(Stored data)
== Segment start ==

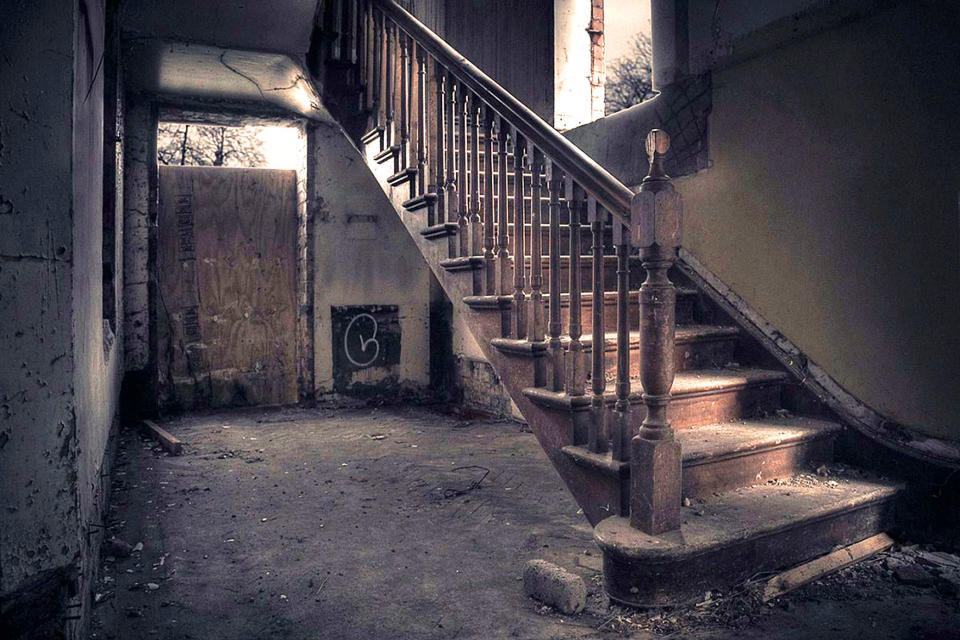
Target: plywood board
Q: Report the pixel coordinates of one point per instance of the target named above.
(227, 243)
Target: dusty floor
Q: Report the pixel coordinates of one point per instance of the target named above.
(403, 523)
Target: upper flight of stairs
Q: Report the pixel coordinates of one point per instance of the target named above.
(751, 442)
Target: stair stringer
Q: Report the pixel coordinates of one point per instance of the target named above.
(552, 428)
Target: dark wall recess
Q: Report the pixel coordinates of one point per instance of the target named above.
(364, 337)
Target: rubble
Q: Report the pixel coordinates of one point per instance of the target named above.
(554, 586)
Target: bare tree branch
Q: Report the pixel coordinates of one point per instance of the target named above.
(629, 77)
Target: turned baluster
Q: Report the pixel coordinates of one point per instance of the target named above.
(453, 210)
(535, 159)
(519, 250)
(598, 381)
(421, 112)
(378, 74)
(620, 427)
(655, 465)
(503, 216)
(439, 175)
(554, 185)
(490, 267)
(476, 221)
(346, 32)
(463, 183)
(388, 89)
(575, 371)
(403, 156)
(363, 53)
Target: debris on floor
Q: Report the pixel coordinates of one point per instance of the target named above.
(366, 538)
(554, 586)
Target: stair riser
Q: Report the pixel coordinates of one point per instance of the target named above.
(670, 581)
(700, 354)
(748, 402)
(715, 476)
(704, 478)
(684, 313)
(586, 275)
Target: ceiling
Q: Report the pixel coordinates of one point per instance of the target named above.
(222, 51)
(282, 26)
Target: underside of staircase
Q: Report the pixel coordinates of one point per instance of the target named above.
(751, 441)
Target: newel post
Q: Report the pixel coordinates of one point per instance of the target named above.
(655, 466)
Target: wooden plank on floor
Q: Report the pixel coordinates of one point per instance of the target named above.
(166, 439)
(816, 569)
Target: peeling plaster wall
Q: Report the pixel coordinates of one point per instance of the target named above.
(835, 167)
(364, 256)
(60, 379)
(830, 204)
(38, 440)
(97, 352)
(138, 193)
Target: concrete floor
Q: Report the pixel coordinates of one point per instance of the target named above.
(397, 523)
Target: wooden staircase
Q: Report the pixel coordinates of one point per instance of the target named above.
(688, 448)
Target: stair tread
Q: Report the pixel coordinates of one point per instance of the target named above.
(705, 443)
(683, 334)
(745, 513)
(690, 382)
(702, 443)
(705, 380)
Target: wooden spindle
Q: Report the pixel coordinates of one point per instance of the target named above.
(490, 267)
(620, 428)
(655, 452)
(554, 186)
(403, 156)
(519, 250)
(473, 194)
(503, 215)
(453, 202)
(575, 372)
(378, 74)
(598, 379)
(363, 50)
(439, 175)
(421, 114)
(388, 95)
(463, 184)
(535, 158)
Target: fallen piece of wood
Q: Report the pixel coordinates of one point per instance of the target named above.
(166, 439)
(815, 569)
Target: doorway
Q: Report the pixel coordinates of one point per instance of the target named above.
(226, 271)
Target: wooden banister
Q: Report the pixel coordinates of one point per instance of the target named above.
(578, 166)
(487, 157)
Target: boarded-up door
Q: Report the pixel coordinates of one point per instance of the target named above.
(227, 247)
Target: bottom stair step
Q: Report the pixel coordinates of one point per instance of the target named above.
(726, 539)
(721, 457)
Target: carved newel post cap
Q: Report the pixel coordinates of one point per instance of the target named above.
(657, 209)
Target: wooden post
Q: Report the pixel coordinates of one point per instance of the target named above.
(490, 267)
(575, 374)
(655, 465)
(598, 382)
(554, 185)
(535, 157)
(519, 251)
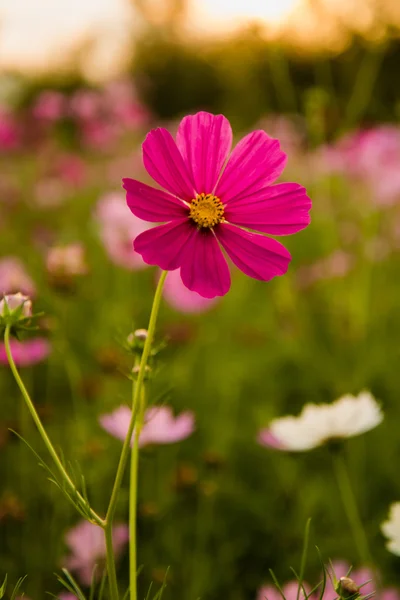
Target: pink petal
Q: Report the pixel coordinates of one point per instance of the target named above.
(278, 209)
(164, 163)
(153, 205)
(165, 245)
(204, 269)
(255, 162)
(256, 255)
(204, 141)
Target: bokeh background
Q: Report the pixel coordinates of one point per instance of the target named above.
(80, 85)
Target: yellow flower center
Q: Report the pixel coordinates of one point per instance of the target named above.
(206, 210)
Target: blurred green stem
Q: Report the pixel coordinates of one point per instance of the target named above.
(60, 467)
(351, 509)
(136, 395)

== Segment end ==

> About this task: Report the lines above that have the word "wall" in them.

> Solved problem:
Target: dark wall recess
Target: peeling plaster wall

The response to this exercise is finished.